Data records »

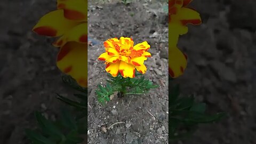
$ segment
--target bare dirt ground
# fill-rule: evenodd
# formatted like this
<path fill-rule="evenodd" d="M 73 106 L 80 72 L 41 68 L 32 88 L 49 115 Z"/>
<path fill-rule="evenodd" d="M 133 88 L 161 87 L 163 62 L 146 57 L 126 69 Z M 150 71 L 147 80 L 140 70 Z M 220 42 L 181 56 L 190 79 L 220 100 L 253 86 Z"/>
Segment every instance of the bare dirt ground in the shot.
<path fill-rule="evenodd" d="M 88 37 L 100 42 L 88 49 L 88 143 L 167 143 L 167 13 L 161 12 L 159 2 L 153 8 L 145 1 L 133 1 L 127 6 L 116 2 L 91 4 Z M 132 37 L 135 44 L 147 41 L 150 45 L 149 51 L 153 57 L 145 62 L 148 70 L 145 76 L 160 86 L 142 95 L 116 97 L 102 106 L 97 102 L 95 90 L 98 84 L 106 85 L 107 77 L 105 65 L 97 59 L 105 52 L 105 41 L 121 36 Z M 164 58 L 161 58 L 161 49 L 166 52 Z M 101 129 L 116 122 L 124 123 L 106 133 Z"/>
<path fill-rule="evenodd" d="M 71 93 L 70 90 L 63 85 L 60 73 L 55 67 L 58 50 L 50 44 L 52 39 L 37 36 L 31 31 L 39 18 L 55 9 L 55 2 L 4 0 L 0 3 L 0 143 L 28 143 L 23 130 L 35 126 L 34 111 L 39 110 L 49 118 L 54 119 L 58 117 L 58 108 L 60 106 L 60 102 L 54 98 L 55 93 L 66 95 Z M 158 93 L 167 85 L 167 79 L 163 78 L 166 76 L 167 70 L 161 71 L 162 76 L 159 76 L 161 73 L 158 71 L 156 75 L 155 69 L 162 68 L 163 70 L 167 67 L 167 49 L 165 48 L 164 42 L 166 39 L 160 38 L 161 36 L 164 35 L 165 26 L 164 23 L 159 24 L 164 21 L 164 15 L 157 15 L 157 11 L 156 14 L 153 14 L 155 12 L 148 13 L 147 11 L 133 14 L 117 13 L 118 21 L 121 21 L 119 19 L 123 14 L 126 18 L 124 20 L 125 22 L 112 24 L 111 21 L 107 21 L 107 19 L 109 19 L 109 15 L 107 17 L 107 12 L 110 14 L 111 11 L 110 8 L 114 10 L 120 7 L 119 11 L 122 12 L 135 11 L 138 9 L 137 12 L 141 12 L 144 6 L 132 4 L 127 8 L 128 6 L 121 4 L 105 5 L 103 2 L 101 4 L 92 3 L 90 5 L 92 7 L 89 7 L 89 10 L 94 10 L 89 13 L 95 15 L 90 15 L 89 19 L 94 17 L 95 23 L 91 27 L 94 29 L 89 27 L 89 36 L 101 43 L 109 37 L 124 35 L 132 36 L 135 43 L 148 41 L 153 47 L 150 52 L 153 54 L 153 58 L 149 59 L 146 65 L 148 67 L 151 65 L 153 69 L 149 68 L 145 76 L 157 84 L 161 84 L 162 82 L 158 80 L 162 79 L 164 85 L 158 88 L 162 89 L 158 89 L 157 93 L 151 91 L 150 95 L 131 95 L 124 99 L 116 99 L 105 108 L 96 102 L 93 91 L 95 89 L 91 89 L 89 100 L 92 108 L 91 111 L 89 111 L 88 118 L 91 121 L 89 122 L 89 130 L 92 130 L 89 131 L 91 133 L 89 140 L 91 143 L 99 142 L 98 140 L 105 140 L 101 141 L 102 143 L 112 143 L 113 139 L 113 143 L 131 141 L 134 143 L 166 143 L 165 138 L 167 135 L 164 134 L 167 133 L 167 120 L 165 117 L 167 115 L 163 113 L 166 111 L 165 108 L 167 107 L 167 102 L 164 95 L 159 95 Z M 155 7 L 152 5 L 147 6 L 150 7 L 150 11 L 159 7 L 157 5 Z M 194 0 L 191 4 L 191 7 L 201 13 L 203 24 L 189 27 L 189 33 L 180 37 L 179 47 L 189 57 L 188 68 L 183 76 L 170 84 L 180 84 L 182 94 L 196 94 L 198 101 L 207 103 L 208 113 L 226 111 L 228 117 L 220 123 L 201 125 L 189 139 L 173 143 L 255 143 L 254 5 L 256 4 L 253 0 Z M 97 6 L 100 7 L 97 8 Z M 101 15 L 97 15 L 97 13 Z M 144 13 L 144 16 L 140 16 L 142 13 Z M 137 19 L 128 17 L 130 14 Z M 155 18 L 155 20 L 150 17 Z M 138 28 L 128 26 L 131 23 L 128 21 L 131 19 L 138 23 Z M 106 24 L 101 23 L 100 20 Z M 97 26 L 97 23 L 99 22 L 101 25 Z M 118 26 L 122 25 L 124 25 Z M 102 26 L 104 27 L 100 27 Z M 125 26 L 127 29 L 124 29 L 123 28 Z M 145 28 L 148 29 L 147 31 L 145 30 Z M 153 35 L 156 31 L 158 34 L 157 37 L 154 37 Z M 100 45 L 90 47 L 89 52 L 92 54 L 90 55 L 91 59 L 89 60 L 89 63 L 90 67 L 92 66 L 93 69 L 99 72 L 93 71 L 95 77 L 100 77 L 98 75 L 102 75 L 101 77 L 104 78 L 106 74 L 104 72 L 103 64 L 94 61 L 94 58 L 103 52 L 103 47 Z M 92 73 L 91 70 L 89 70 Z M 89 81 L 92 87 L 95 87 L 100 82 L 104 82 L 102 78 L 96 81 L 92 75 L 89 77 L 89 79 L 95 79 L 95 83 Z M 164 94 L 163 91 L 162 92 Z M 159 98 L 161 99 L 158 99 Z M 118 103 L 116 104 L 117 102 Z M 153 121 L 145 109 L 154 115 L 156 120 Z M 116 111 L 111 112 L 113 110 Z M 114 114 L 117 114 L 116 112 L 118 114 L 114 115 Z M 95 120 L 92 119 L 93 117 Z M 138 119 L 140 117 L 142 119 Z M 159 120 L 162 119 L 162 121 Z M 106 133 L 101 133 L 102 125 L 109 126 L 117 121 L 124 121 L 125 123 L 115 125 Z M 137 121 L 141 123 L 135 123 Z M 150 130 L 150 125 L 148 126 L 147 123 L 155 124 L 154 128 Z M 161 134 L 164 138 L 156 134 L 159 127 L 163 130 L 162 124 L 165 127 Z M 135 132 L 141 134 L 140 137 Z M 158 133 L 161 133 L 159 131 Z"/>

Task statement » Could you repeat all of the rows above word for word, leaving out the pictures?

Finished answer »
$ segment
--target bare dirt ground
# fill-rule: evenodd
# formatted like this
<path fill-rule="evenodd" d="M 73 106 L 80 72 L 41 68 L 32 88 L 49 115 Z"/>
<path fill-rule="evenodd" d="M 133 88 L 161 87 L 163 62 L 146 57 L 126 69 Z M 150 71 L 147 80 L 140 70 Z M 220 42 L 181 56 L 190 79 L 220 100 L 253 86 Z"/>
Segment every instance of the bare dirt ground in the shot.
<path fill-rule="evenodd" d="M 88 37 L 100 42 L 88 49 L 88 143 L 167 143 L 167 13 L 161 12 L 159 2 L 153 8 L 145 1 L 133 1 L 127 6 L 116 2 L 91 4 Z M 132 37 L 135 44 L 147 41 L 150 45 L 149 51 L 153 57 L 145 62 L 148 70 L 145 76 L 160 86 L 142 95 L 116 97 L 102 106 L 97 102 L 95 90 L 98 84 L 106 85 L 107 77 L 105 65 L 97 59 L 105 52 L 105 41 L 121 36 Z M 164 58 L 161 58 L 161 49 L 166 52 Z M 101 129 L 116 122 L 124 123 L 106 133 Z"/>
<path fill-rule="evenodd" d="M 71 93 L 70 90 L 63 85 L 60 73 L 55 67 L 58 50 L 50 44 L 52 39 L 37 36 L 31 31 L 39 18 L 55 9 L 55 2 L 4 0 L 0 3 L 0 143 L 28 143 L 23 130 L 35 126 L 34 111 L 39 110 L 49 118 L 54 119 L 58 117 L 58 108 L 60 106 L 60 102 L 54 98 L 55 93 L 66 95 Z M 158 93 L 167 85 L 167 79 L 163 78 L 166 76 L 167 70 L 161 71 L 162 76 L 159 76 L 161 73 L 158 71 L 156 75 L 155 69 L 162 68 L 163 70 L 167 67 L 167 49 L 165 48 L 164 42 L 166 39 L 160 38 L 161 36 L 164 35 L 165 26 L 164 23 L 159 24 L 164 21 L 164 15 L 157 15 L 157 11 L 156 14 L 153 14 L 155 12 L 148 13 L 147 11 L 133 14 L 117 13 L 118 21 L 121 21 L 119 19 L 123 14 L 126 18 L 124 20 L 125 22 L 112 24 L 111 21 L 107 21 L 107 19 L 109 19 L 109 15 L 107 17 L 107 12 L 110 14 L 111 11 L 110 8 L 114 10 L 120 7 L 119 11 L 122 12 L 135 11 L 138 9 L 137 12 L 141 12 L 144 6 L 132 4 L 127 8 L 128 6 L 121 4 L 105 5 L 103 2 L 101 4 L 92 3 L 90 5 L 92 7 L 89 7 L 89 10 L 94 10 L 89 13 L 95 15 L 90 15 L 89 19 L 94 17 L 95 23 L 91 27 L 94 29 L 89 27 L 89 36 L 101 43 L 109 37 L 124 35 L 132 36 L 135 43 L 148 41 L 153 47 L 150 52 L 153 54 L 153 58 L 149 59 L 146 65 L 148 67 L 151 65 L 153 69 L 149 68 L 145 76 L 157 84 L 161 84 L 162 82 L 158 80 L 162 79 L 164 85 L 158 88 L 162 89 L 158 89 L 157 93 L 151 91 L 150 95 L 131 95 L 124 99 L 116 99 L 105 108 L 96 102 L 93 91 L 95 89 L 91 89 L 89 100 L 92 108 L 91 111 L 89 111 L 88 118 L 91 121 L 89 122 L 89 130 L 92 130 L 89 131 L 91 133 L 89 140 L 91 143 L 99 142 L 98 140 L 105 140 L 101 141 L 102 143 L 112 143 L 113 139 L 113 143 L 131 141 L 134 143 L 166 143 L 165 138 L 167 135 L 164 134 L 167 133 L 167 120 L 165 117 L 167 115 L 163 113 L 166 111 L 165 108 L 167 107 L 167 102 L 164 95 L 159 95 Z M 155 7 L 152 5 L 147 6 L 150 7 L 150 11 L 159 7 L 157 5 Z M 194 0 L 191 4 L 191 7 L 201 13 L 203 24 L 189 27 L 189 33 L 180 37 L 179 47 L 189 57 L 188 68 L 183 76 L 170 84 L 180 84 L 182 94 L 196 94 L 198 101 L 207 103 L 208 113 L 226 111 L 228 117 L 220 123 L 201 125 L 189 139 L 173 143 L 255 143 L 254 5 L 256 4 L 253 0 Z M 97 6 L 100 7 L 97 8 Z M 101 15 L 97 15 L 97 13 Z M 144 13 L 144 16 L 140 16 L 142 13 Z M 137 19 L 128 17 L 130 14 Z M 155 18 L 155 20 L 150 17 Z M 138 28 L 128 26 L 131 23 L 128 21 L 131 19 L 138 23 Z M 106 24 L 101 23 L 100 20 Z M 97 26 L 97 23 L 99 22 L 101 25 Z M 118 26 L 122 25 L 124 25 Z M 102 26 L 104 27 L 100 27 Z M 125 26 L 127 29 L 124 29 L 123 28 Z M 145 28 L 148 29 L 147 31 L 145 30 Z M 153 35 L 156 31 L 158 34 L 157 37 L 154 37 Z M 100 45 L 90 47 L 89 52 L 92 54 L 90 55 L 91 59 L 89 60 L 89 63 L 90 67 L 92 66 L 93 69 L 99 72 L 93 71 L 95 77 L 100 77 L 98 75 L 102 75 L 101 77 L 104 78 L 106 74 L 104 72 L 103 64 L 94 61 L 94 58 L 103 52 L 103 47 Z M 92 73 L 91 70 L 89 70 Z M 89 81 L 92 87 L 95 87 L 100 82 L 104 82 L 102 78 L 96 81 L 92 75 L 89 77 L 89 79 L 95 79 L 95 83 Z M 164 94 L 163 91 L 162 92 Z M 159 98 L 161 99 L 158 99 Z M 118 103 L 116 104 L 117 102 Z M 153 121 L 145 109 L 154 115 L 156 120 Z M 116 111 L 111 112 L 113 110 Z M 114 114 L 117 114 L 116 112 L 118 114 L 114 115 Z M 95 120 L 92 119 L 93 117 Z M 138 119 L 140 117 L 142 119 Z M 159 120 L 162 119 L 162 121 Z M 106 133 L 101 133 L 102 125 L 109 126 L 117 121 L 124 121 L 125 123 L 115 125 Z M 137 121 L 141 123 L 135 123 Z M 150 130 L 150 125 L 148 126 L 147 123 L 155 124 L 154 128 Z M 161 134 L 164 138 L 156 134 L 159 127 L 163 130 L 162 124 L 165 127 Z M 135 132 L 141 134 L 140 137 Z M 158 133 L 161 133 L 159 131 Z"/>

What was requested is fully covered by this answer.